[EXTRACTED MATERIAL]

******

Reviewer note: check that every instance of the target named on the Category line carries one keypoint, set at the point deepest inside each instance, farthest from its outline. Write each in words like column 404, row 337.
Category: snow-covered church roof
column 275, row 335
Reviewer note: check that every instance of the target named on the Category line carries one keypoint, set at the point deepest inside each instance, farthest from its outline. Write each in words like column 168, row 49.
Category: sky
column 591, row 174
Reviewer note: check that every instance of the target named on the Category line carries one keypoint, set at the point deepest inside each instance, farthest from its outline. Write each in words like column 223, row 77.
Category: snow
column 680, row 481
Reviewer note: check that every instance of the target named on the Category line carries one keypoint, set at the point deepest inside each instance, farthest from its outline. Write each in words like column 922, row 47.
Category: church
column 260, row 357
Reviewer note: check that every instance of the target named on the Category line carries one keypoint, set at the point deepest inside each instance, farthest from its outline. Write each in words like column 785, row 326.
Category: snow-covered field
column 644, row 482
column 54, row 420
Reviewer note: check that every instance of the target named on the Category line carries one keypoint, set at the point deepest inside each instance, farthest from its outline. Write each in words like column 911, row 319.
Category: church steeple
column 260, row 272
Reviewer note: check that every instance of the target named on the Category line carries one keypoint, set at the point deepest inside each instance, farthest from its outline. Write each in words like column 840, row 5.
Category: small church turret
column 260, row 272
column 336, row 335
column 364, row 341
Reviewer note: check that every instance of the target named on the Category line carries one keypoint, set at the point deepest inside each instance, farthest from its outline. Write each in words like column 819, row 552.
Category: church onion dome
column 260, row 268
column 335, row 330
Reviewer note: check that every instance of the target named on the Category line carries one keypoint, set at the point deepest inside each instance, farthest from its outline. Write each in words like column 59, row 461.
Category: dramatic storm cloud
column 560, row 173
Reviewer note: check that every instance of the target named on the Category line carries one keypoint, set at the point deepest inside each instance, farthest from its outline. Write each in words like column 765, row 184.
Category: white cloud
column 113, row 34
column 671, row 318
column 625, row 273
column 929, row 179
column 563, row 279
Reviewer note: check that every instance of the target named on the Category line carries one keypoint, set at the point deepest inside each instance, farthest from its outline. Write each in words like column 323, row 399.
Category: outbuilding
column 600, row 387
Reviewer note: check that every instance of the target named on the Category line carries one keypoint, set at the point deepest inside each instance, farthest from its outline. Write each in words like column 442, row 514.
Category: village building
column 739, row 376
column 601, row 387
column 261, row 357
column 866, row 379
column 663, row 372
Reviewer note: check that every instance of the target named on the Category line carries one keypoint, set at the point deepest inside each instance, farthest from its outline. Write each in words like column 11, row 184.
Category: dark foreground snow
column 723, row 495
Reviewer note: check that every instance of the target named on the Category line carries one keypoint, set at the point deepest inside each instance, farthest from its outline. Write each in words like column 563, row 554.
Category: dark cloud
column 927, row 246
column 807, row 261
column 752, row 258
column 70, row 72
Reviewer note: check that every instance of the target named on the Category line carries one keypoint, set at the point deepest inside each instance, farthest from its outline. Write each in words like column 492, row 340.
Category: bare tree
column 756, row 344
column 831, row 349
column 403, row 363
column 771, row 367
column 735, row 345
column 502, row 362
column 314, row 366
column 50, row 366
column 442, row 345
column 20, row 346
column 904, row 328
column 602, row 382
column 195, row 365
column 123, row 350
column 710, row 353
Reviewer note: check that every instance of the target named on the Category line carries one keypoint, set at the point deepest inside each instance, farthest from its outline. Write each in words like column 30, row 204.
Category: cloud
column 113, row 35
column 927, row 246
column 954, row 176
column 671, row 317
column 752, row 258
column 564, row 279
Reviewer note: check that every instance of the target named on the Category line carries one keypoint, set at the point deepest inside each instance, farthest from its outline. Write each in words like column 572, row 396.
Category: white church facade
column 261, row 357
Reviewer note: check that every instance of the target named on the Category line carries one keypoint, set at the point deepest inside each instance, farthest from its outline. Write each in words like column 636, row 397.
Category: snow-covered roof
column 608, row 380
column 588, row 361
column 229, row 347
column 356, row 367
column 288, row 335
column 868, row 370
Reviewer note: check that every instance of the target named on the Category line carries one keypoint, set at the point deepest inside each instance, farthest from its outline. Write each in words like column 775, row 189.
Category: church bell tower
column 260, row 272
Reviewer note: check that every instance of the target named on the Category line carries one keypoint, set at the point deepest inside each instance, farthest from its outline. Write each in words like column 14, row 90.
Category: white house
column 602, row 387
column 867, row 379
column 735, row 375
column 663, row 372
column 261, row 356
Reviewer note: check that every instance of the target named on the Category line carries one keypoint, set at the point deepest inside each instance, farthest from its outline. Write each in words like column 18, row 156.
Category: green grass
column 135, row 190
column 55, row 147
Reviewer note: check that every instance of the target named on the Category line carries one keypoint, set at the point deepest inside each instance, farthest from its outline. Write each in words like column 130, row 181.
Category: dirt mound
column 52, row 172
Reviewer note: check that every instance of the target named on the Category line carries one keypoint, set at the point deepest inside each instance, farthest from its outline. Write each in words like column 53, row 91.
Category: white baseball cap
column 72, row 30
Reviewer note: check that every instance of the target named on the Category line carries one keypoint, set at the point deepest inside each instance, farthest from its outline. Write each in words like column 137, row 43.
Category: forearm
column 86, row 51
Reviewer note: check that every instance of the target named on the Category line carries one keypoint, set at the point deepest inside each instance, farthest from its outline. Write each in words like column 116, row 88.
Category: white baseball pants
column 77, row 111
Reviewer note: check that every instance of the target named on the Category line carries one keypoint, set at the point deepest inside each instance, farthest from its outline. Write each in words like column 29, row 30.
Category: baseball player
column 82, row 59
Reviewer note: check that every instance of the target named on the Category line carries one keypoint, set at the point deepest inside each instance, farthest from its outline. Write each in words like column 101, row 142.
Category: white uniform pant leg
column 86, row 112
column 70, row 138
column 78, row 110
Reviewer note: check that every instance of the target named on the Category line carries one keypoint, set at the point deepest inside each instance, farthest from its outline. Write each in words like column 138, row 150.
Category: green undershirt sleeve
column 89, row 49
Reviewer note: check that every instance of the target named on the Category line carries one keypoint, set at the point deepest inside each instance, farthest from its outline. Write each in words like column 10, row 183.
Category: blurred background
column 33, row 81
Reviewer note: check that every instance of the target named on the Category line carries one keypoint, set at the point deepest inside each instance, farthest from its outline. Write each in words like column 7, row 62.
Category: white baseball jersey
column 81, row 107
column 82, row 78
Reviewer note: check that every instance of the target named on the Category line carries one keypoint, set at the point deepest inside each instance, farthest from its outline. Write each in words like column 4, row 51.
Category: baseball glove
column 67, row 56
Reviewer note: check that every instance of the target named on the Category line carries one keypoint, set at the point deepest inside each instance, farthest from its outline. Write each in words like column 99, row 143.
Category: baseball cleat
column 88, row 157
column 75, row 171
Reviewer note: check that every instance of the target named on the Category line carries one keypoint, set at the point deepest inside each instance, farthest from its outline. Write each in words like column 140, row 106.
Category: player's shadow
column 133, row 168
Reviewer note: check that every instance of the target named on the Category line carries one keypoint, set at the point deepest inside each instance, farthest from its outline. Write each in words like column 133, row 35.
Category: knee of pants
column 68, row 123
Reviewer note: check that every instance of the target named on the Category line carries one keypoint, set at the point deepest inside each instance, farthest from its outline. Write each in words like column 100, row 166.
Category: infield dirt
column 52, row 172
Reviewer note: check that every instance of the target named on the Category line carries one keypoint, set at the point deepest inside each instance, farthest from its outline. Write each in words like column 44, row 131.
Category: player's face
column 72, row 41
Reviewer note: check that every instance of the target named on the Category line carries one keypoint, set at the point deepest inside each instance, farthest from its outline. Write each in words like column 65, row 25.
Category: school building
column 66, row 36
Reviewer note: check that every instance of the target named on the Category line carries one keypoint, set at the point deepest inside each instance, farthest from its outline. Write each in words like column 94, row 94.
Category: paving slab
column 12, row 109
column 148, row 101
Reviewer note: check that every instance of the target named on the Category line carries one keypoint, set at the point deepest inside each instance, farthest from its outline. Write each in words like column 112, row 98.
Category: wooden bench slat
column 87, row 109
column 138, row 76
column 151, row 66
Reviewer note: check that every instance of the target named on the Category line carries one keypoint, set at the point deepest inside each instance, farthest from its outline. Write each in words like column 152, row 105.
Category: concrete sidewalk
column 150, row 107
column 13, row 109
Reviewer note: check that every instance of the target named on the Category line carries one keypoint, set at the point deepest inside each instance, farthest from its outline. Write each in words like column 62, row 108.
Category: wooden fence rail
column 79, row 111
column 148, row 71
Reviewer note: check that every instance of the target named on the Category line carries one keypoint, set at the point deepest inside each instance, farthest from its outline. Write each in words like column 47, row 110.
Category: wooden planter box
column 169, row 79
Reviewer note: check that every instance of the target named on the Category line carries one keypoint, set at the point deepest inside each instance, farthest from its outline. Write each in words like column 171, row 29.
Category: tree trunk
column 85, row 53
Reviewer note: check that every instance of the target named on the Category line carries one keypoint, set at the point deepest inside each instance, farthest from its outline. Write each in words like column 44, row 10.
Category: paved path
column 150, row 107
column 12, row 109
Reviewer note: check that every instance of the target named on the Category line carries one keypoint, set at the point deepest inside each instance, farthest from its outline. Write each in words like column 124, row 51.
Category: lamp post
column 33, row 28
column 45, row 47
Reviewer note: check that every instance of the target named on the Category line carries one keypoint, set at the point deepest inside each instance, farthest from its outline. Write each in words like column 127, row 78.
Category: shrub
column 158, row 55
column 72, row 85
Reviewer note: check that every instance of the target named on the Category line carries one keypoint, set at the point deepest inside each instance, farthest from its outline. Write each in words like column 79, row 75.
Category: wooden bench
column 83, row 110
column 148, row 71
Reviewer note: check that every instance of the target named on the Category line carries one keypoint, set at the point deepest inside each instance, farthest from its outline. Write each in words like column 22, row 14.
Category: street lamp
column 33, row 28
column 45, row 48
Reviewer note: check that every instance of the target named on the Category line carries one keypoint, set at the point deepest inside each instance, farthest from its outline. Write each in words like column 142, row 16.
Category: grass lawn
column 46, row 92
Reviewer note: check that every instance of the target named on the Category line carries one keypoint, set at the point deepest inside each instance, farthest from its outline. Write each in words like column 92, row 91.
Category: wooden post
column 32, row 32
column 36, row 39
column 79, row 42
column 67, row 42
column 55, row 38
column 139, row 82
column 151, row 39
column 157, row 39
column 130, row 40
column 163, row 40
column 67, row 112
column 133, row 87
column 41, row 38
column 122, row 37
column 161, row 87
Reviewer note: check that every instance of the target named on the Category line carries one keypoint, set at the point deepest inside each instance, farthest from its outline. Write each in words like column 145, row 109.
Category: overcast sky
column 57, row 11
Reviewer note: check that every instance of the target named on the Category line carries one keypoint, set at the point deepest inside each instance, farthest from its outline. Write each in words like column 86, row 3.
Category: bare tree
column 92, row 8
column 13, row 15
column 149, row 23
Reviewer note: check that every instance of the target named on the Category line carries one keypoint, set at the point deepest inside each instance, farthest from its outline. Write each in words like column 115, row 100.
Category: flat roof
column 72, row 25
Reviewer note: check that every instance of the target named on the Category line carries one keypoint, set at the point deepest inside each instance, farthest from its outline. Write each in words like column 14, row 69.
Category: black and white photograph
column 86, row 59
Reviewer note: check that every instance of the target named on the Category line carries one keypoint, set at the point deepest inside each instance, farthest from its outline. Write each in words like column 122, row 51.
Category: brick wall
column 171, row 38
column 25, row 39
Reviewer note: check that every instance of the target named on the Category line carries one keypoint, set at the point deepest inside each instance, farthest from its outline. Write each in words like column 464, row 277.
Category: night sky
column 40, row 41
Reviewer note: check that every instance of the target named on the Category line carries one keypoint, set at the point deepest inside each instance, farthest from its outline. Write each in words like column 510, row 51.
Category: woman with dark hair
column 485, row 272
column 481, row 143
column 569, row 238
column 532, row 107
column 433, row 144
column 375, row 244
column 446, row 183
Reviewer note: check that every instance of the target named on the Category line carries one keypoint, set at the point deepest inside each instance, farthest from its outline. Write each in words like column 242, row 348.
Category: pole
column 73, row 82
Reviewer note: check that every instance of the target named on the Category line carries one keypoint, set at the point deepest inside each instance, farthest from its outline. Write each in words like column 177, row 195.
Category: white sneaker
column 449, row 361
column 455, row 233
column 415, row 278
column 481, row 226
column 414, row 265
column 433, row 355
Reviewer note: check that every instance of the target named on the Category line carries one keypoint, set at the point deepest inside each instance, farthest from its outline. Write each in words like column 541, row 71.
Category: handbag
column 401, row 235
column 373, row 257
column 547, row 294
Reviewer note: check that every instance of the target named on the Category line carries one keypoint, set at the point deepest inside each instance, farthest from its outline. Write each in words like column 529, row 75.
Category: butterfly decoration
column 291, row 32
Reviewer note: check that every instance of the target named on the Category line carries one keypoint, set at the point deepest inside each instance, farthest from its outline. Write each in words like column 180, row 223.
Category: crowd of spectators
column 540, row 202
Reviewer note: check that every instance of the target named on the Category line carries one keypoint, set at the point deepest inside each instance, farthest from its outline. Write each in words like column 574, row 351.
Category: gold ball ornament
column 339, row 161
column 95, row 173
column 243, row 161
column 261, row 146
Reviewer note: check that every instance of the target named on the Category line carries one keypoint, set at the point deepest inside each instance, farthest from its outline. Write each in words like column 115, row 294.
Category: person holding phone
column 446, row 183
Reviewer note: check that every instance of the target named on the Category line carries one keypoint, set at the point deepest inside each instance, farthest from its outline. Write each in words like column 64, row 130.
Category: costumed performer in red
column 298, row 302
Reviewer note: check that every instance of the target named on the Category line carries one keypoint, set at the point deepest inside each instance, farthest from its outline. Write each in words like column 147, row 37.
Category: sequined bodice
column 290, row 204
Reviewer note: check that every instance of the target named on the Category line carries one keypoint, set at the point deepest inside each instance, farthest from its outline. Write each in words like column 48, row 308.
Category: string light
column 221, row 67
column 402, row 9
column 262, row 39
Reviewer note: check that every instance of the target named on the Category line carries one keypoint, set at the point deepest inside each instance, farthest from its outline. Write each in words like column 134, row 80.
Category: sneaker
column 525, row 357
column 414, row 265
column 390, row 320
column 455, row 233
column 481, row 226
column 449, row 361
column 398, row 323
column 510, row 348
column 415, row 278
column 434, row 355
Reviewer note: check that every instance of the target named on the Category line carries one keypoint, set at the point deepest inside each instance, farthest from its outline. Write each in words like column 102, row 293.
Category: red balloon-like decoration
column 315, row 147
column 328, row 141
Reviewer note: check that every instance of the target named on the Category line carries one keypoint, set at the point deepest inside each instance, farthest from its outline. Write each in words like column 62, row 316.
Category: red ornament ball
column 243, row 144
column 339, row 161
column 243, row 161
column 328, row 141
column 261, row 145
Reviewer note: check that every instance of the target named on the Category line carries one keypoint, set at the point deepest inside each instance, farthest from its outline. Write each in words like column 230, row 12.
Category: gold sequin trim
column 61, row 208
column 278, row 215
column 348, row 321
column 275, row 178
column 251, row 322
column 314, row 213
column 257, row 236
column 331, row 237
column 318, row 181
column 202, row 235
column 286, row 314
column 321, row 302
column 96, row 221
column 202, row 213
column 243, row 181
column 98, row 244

******

[WHAT THE TASK REQUIRES] From the line containing "134, row 80." down to the last line, reproduce the records exactly. Include both ends.

[PROBLEM SOLUTION]
Reviewer note: check that every instance of the target named on the Category line carries one keypoint, set at the point deepest inside each instance, farthest from its outline. Write each in words like column 134, row 80.
Category: sneaker
column 525, row 357
column 414, row 265
column 390, row 320
column 455, row 233
column 481, row 226
column 449, row 361
column 398, row 323
column 510, row 348
column 415, row 278
column 434, row 355
Reviewer note: check that every instance of the target named on the Category line carries one keypoint, set at the point deepest inside each instance, farthest from its outline. Write each in words like column 102, row 293.
Category: red balloon-like decoration
column 315, row 147
column 328, row 141
Reviewer note: check that every instance of the target named on the Category line carries one keypoint, set at the point deepest inside each instance, farthest from its outline. Write each in words like column 62, row 316.
Category: red ornament ball
column 243, row 144
column 339, row 161
column 243, row 161
column 328, row 141
column 261, row 145
Reviewer note: check that every instance of the target named on the Category line carries one keypoint, set at the point deepest inside each instance, farthest from its outline. Write each in words like column 230, row 12.
Category: gold sequin trim
column 61, row 208
column 278, row 215
column 348, row 321
column 275, row 178
column 251, row 322
column 314, row 213
column 257, row 236
column 331, row 237
column 318, row 181
column 202, row 235
column 286, row 314
column 321, row 302
column 96, row 221
column 202, row 213
column 243, row 181
column 98, row 244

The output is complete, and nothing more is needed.